◆ TO BE DONE
In the court opinion below, condense the paragraph that begins "Jack Henry & Associates, Inc. ("Jack Henry") and eleven Texas banks" into a short bulleted list that keeps its main facts.

** start of EXTRACT PROVIDED **

Jack Henry & Assocs., Inc. v. Plano Encryption Techs. LLC, 910 F.3d 1199 (2018)

Dec. 7, 2018 · United States Court of Appeals for the Federal Circuit · 2016-2700
910 F.3d 1199

JACK HENRY & ASSOCIATES, INC., Community Bank of Texas NA, American National Bank of Texas NA, Green Bancorp, Inc., Green Bank NA, Moody National Bank NA, First Sonora Bancshares Inc, First National Bank of Sonora, Extraco Banks NA, Citizens State Bank, Texas Gulf Bank NA, Jefferson Bank, Plaintiffs-Appellants
v.
PLANO ENCRYPTION TECHNOLOGIES LLC, Defendant-Appellee

2016-2700

United States Court of Appeals, Federal Circuit.

Decided: December 7, 2018

Jay E. Heidrick, Polsinelli PC, Kansas City, MO, argued for plaintiffs-appellants. Also represented by Russell S. Jones, Jr. ; Michael David Pegues, Dallas, TX.

Jeremy Seth Pitcock, The Pitcock Law Group, New York, NY, argued for defendant-appellee.

Before Newman, Wallach, and Stoll, Circuit Judges.

Additional views filed by Circuit Judge Stoll, in which Circuit Judge Wallach joins.

Newman, Circuit Judge.

Jack Henry & Associates, Inc. ("Jack Henry") and eleven Texas banks ("the Banks"), collectively "Appellants," appeal the ruling of the United States District Court for the Northern District of Texas, dismissing this declaratory judgment action against Plano Encryption Technologies LLC ("PET"). The district court held, citing Federal Circuit rulings, that PET's contacts with the Northern District did not subject it to personal jurisdiction, and therefore that venue was improper.1

Applying the venue statute and guided by precedent, we conclude that PET is subject to personal jurisdiction in the Northern District. We reverse the dismissal and remand for further proceedings.

** end of EXTRACT PROVIDED **
** start of ENTRIES PROVIDED **

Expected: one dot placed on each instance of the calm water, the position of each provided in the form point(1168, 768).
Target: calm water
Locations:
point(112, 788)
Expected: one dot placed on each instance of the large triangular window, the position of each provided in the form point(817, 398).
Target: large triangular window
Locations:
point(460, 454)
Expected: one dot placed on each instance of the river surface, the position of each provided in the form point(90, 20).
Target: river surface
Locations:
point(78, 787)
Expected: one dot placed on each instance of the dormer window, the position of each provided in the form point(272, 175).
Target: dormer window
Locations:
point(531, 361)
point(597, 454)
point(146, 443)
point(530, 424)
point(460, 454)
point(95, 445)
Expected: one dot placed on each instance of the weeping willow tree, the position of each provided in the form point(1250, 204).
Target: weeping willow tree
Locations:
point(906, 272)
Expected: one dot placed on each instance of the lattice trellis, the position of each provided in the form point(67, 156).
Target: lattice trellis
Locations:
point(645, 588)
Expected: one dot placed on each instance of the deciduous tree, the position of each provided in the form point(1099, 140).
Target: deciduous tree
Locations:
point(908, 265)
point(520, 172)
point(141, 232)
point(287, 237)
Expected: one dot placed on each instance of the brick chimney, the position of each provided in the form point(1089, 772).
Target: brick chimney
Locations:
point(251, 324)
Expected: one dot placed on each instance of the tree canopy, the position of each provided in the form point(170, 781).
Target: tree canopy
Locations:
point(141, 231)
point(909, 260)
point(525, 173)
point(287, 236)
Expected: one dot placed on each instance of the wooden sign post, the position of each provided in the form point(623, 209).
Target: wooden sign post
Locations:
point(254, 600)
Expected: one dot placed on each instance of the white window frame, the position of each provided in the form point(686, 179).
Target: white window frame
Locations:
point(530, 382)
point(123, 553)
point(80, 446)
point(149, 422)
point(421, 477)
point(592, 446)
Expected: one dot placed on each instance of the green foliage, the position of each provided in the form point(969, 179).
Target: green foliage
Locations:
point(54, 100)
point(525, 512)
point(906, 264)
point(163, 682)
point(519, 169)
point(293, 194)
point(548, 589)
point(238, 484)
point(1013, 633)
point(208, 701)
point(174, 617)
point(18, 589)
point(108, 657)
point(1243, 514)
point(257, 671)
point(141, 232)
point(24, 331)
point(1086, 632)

** end of ENTRIES PROVIDED **

◆ WORKED SOLUTION
- Jack Henry & Associates, Inc. and eleven Texas banks, together the appellants, appeal a ruling of the U.S. District Court for the Northern District of Texas.
- That court dismissed their declaratory judgment action against Plano Encryption Technologies LLC (PET).
- Citing Federal Circuit rulings, the district court held that PET's contacts with the Northern District did not subject it to personal jurisdiction, so venue was improper.